Exercise requirements ▸
Extract every line of the rows below that contains the word "wooden".

Information provided ▸
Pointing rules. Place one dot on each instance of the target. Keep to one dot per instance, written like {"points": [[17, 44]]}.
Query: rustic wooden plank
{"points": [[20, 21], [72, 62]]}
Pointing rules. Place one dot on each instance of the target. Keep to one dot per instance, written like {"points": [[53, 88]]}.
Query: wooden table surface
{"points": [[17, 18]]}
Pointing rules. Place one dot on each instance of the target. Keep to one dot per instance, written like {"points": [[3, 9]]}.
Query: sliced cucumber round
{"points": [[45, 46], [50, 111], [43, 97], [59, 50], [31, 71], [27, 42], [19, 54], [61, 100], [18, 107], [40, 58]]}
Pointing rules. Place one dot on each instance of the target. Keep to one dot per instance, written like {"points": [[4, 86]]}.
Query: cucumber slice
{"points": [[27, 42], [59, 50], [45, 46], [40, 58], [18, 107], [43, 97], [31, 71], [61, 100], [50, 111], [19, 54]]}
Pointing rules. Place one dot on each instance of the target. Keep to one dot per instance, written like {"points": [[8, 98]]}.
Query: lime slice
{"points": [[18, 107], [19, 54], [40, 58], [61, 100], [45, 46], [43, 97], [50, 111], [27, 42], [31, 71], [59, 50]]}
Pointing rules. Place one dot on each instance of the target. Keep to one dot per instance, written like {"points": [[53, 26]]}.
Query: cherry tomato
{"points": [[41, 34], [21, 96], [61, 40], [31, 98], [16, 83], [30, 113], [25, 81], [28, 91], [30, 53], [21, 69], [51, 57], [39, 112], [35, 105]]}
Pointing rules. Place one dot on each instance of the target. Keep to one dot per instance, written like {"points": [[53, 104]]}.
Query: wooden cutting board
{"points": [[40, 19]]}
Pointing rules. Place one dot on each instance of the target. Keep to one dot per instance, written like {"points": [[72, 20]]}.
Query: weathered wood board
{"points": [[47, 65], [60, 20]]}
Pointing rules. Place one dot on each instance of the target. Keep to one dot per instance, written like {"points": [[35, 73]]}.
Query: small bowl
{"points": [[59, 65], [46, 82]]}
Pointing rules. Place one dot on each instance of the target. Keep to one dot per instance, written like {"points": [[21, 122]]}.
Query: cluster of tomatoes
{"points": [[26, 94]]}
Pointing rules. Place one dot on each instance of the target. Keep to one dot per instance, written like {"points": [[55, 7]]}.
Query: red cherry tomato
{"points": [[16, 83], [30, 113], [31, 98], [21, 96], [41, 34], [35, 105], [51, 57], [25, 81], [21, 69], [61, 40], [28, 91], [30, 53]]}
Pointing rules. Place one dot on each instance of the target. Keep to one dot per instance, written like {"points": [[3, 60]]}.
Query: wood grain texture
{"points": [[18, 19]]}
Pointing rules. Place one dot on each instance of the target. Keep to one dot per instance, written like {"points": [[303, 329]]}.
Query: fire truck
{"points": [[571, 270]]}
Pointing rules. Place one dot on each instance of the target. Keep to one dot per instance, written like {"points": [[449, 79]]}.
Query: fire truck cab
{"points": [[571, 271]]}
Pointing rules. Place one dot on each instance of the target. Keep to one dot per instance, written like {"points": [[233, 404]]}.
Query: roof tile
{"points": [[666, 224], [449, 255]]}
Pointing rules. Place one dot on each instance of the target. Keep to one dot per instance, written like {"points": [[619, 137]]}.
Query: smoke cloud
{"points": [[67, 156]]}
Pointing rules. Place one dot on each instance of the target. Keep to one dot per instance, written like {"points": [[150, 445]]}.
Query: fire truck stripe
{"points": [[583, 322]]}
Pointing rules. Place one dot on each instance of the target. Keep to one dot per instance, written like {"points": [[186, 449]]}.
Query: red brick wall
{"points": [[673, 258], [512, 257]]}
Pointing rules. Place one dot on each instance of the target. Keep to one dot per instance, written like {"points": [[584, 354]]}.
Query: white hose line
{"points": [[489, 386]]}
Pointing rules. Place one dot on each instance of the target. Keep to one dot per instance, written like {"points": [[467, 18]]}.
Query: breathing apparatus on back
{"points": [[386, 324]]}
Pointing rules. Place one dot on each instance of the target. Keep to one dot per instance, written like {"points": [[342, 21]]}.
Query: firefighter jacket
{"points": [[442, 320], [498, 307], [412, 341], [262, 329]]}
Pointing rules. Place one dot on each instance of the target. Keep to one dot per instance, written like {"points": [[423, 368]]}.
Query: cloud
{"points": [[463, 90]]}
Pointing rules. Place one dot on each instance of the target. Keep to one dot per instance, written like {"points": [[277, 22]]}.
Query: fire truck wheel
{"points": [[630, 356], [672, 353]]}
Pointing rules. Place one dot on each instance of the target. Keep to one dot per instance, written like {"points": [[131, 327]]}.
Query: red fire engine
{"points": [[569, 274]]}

Answer for this exercise ▸
Query: rustic wooden plank
Query: wooden table surface
Query: wooden cutting board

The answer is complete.